TESTO FORNITO.
"""

Alfredo Speranza, ratti migranti (e umani) senza requie…

Lo stile già prima del plot in “Rattatata” di Alfredo Speranza, storia di una colonia di roditori nel lembo di un sottosuolo di Roma, in cerca di un posto dove poter condurre una tranquilla esistenza stanziale. Pochi metri più su personaggi ai confini della realtà e quadretti quotidiani di felliniana memoria

«Pensieri tranquilli dentro a quell’inizio sontuoso di primavera che già apparecchia gale di foglie nuove e bottoni come smerli tra gli olmi chiusi sul fiume»: nell’esperienza narrativa di ogni latitudine e di ogni tempo c’è chi si è servito e continua a servirsi soprattutto della storia, della trama – o, se preferite, del plot – per creare un punto di contatto con il lettore e c’è chi, come Alfredo Speranza, sceglie strade inusuali e, rotti gli indugi, decide di dare forma al magico rapporto, affidandosi prima di tutto alla scrittura.

Lessico che toglie il fiato

Già, la scrittura, questa sconosciuta, che l’autore di Rattatata presenta nel suo romanzo pubblicato da Nutrimenti, forte di una successione di parole e di un lessico che, come ogni singola nota della Badinerie di Bach, riesce a lasciare senza fiato anche il lettore più aduso.

"""

SERIE DI COMPITI.
[1] In base all'articolo su Rattatata, risponda brevemente:
(a) In quale città si trova il sottosuolo in cui vive la colonia di roditori?
(b) Quale editore ha pubblicato il romanzo?
(c) A quale composizione di Bach viene paragonato il lessico dell'autore?
[2] Trascriva di nuovo, senza alcuna modifica, il passo dell'articolo su Rattatata che comincia con le parole «Lo stile già» e si ferma dopo le parole «tutto alla scrittura.».
I record riportati di seguito costituiscono materiale a sé stante, distinto dall'articolo.

Voci elencate in un insieme di dati:
"""

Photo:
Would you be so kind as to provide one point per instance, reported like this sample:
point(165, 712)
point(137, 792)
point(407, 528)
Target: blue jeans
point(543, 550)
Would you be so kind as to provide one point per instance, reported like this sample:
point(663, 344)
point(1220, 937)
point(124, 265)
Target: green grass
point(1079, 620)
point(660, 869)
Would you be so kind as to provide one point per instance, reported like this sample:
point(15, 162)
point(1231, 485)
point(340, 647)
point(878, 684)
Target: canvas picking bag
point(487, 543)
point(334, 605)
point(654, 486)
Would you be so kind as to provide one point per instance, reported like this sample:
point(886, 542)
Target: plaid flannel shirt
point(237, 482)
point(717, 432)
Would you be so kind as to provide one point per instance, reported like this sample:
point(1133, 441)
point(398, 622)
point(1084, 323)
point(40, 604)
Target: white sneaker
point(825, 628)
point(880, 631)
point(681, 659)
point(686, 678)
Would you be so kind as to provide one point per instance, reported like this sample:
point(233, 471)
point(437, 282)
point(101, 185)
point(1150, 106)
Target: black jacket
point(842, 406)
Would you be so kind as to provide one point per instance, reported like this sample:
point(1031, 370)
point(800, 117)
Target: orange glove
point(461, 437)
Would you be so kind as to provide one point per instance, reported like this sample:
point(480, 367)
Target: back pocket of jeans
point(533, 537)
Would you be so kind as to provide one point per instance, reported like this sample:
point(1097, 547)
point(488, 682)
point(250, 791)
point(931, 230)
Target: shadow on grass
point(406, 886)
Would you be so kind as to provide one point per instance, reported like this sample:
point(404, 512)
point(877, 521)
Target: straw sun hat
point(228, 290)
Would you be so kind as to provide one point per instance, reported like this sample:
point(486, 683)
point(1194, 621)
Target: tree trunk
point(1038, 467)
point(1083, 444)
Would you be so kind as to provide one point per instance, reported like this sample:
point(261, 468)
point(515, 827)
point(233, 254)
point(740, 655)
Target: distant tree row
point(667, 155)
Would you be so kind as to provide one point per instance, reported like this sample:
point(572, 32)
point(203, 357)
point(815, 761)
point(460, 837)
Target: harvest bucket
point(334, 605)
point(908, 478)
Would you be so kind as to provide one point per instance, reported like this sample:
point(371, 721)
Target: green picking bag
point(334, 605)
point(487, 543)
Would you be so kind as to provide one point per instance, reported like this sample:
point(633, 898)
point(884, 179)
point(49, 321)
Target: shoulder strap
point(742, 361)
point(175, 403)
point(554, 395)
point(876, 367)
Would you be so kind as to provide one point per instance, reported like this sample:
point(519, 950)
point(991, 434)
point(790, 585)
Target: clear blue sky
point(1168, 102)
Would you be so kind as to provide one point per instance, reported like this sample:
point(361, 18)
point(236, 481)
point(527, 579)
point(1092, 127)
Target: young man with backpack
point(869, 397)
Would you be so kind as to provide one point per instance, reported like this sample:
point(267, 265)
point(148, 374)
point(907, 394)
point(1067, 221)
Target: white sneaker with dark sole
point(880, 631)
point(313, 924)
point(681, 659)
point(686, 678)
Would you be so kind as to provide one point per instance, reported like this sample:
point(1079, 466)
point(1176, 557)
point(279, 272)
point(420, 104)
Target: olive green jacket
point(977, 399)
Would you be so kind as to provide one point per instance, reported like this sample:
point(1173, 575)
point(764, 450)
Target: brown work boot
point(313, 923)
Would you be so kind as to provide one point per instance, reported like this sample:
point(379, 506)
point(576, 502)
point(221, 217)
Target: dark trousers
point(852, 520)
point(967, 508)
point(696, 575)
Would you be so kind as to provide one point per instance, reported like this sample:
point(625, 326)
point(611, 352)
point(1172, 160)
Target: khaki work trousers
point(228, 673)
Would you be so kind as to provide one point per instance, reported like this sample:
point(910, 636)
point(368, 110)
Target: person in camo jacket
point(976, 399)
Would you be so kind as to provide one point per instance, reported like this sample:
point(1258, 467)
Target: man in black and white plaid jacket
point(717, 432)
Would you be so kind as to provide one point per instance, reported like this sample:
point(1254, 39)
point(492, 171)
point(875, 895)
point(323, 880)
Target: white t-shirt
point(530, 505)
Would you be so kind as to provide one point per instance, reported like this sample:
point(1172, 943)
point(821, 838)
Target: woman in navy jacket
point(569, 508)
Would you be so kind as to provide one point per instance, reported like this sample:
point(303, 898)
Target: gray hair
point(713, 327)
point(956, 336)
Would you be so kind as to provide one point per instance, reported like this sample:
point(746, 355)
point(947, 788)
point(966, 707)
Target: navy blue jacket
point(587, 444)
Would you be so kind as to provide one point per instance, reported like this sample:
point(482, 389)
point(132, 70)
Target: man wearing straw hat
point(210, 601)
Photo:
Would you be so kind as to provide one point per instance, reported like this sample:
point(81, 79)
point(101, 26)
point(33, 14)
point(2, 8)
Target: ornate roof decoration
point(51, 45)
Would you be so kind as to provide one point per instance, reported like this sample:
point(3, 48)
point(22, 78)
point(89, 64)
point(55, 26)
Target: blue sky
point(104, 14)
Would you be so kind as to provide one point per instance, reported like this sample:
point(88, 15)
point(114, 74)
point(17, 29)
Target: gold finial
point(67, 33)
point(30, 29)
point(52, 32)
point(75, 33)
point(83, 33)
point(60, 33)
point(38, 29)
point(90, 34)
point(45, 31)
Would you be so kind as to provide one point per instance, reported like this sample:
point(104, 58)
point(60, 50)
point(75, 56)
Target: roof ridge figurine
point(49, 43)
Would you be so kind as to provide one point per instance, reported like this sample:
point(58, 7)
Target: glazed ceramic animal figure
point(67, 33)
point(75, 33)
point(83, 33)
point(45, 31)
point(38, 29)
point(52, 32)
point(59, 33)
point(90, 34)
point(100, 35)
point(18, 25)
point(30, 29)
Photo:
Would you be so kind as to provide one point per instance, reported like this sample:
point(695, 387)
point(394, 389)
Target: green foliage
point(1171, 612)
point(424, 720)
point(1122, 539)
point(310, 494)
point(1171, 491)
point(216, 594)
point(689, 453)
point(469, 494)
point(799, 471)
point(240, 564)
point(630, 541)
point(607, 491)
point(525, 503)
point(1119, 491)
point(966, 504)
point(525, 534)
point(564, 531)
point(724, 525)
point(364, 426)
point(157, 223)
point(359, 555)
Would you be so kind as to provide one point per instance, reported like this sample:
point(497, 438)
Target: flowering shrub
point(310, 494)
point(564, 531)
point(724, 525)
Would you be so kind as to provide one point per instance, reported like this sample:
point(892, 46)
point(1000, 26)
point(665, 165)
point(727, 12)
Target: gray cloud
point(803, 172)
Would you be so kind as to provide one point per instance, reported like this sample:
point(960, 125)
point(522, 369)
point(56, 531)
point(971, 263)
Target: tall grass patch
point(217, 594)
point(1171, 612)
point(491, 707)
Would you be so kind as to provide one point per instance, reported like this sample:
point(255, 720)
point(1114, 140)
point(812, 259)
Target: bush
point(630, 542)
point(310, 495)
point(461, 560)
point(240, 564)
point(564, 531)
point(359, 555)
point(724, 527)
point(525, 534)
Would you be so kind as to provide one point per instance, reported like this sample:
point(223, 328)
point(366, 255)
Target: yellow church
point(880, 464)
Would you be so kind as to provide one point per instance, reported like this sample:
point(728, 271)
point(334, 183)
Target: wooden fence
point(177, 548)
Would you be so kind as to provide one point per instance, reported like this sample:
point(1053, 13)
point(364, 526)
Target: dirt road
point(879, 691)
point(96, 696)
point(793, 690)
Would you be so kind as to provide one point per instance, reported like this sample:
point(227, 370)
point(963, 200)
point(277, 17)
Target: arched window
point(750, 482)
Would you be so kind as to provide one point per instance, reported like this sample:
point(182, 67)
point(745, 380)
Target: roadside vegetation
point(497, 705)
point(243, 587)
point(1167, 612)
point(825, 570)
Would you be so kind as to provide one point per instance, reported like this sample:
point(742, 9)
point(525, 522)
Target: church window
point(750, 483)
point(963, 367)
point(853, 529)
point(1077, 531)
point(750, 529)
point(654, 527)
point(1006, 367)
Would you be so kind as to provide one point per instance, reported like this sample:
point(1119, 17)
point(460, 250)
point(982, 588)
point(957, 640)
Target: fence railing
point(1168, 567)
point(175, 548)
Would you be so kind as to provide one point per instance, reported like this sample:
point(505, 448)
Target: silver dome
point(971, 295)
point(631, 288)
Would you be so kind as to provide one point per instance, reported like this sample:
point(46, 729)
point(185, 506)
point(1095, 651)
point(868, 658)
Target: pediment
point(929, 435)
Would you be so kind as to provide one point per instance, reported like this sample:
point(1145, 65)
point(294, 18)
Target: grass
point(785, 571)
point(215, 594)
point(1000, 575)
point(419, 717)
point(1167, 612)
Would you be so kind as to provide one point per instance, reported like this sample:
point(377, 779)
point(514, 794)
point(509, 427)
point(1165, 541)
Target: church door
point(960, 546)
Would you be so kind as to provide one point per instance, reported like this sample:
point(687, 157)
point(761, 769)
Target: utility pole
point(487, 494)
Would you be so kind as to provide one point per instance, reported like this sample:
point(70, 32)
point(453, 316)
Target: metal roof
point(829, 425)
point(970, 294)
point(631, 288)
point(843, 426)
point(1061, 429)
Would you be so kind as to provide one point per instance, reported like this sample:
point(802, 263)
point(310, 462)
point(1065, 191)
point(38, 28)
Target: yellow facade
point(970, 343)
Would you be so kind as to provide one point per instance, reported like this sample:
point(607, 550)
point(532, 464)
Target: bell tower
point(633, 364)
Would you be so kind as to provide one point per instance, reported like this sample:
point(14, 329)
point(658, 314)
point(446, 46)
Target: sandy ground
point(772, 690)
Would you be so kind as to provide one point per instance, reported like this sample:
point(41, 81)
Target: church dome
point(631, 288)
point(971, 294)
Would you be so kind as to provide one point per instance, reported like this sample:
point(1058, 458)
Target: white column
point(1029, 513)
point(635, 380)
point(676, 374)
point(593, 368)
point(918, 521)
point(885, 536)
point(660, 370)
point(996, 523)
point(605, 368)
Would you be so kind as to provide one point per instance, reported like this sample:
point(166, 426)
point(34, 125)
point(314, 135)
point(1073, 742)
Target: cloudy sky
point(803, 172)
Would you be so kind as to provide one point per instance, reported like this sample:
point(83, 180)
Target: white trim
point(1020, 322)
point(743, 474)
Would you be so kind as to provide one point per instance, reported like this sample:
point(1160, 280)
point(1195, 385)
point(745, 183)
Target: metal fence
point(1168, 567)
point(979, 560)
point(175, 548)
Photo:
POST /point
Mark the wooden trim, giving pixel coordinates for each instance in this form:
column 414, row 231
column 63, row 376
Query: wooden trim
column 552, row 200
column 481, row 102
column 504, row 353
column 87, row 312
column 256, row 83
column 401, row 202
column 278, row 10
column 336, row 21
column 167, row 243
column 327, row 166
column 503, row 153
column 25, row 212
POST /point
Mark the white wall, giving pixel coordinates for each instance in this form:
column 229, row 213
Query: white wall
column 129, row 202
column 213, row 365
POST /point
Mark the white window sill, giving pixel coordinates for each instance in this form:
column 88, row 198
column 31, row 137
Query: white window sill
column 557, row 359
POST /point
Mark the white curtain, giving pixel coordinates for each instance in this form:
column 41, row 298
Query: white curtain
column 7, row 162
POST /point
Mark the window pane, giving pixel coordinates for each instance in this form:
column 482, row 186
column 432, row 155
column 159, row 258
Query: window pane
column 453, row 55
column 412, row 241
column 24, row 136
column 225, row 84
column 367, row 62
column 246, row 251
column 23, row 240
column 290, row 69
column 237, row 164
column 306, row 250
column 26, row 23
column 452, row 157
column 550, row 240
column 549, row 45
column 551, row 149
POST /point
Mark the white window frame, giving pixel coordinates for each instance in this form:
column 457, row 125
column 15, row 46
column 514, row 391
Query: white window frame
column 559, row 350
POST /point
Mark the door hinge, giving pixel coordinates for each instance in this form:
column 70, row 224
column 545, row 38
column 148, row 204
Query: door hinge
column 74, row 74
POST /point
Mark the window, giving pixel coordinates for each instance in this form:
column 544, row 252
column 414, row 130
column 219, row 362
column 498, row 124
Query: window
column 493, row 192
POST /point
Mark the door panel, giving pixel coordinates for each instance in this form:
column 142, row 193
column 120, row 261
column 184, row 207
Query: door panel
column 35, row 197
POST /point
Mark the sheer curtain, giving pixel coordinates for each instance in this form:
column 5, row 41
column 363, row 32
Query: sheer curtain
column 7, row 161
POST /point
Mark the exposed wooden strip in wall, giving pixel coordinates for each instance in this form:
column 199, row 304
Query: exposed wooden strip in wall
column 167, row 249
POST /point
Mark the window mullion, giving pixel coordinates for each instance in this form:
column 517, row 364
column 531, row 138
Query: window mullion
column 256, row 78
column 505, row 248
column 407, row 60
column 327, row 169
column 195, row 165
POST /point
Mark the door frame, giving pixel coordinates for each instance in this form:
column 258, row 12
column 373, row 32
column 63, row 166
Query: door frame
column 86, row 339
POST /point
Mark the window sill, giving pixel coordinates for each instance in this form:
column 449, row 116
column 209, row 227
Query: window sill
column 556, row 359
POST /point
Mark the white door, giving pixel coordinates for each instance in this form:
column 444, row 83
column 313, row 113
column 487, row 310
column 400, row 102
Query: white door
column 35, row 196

"""

RISPOSTE IN ORDINE.
[1]
(a) Roma.
(b) Nutrimenti.
(c) La Badinerie.

[2]
Lo stile già prima del plot in “Rattatata” di Alfredo Speranza, storia di una colonia di roditori nel lembo di un sottosuolo di Roma, in cerca di un posto dove poter condurre una tranquilla esistenza stanziale. Pochi metri più su personaggi ai confini della realtà e quadretti quotidiani di felliniana memoria

«Pensieri tranquilli dentro a quell’inizio sontuoso di primavera che già apparecchia gale di foglie nuove e bottoni come smerli tra gli olmi chiusi sul fiume»: nell’esperienza narrativa di ogni latitudine e di ogni tempo c’è chi si è servito e continua a servirsi soprattutto della storia, della trama – o, se preferite, del plot – per creare un punto di contatto con il lettore e c’è chi, come Alfredo Speranza, sceglie strade inusuali e, rotti gli indugi, decide di dare forma al magico rapporto, affidandosi prima di tutto alla scrittura.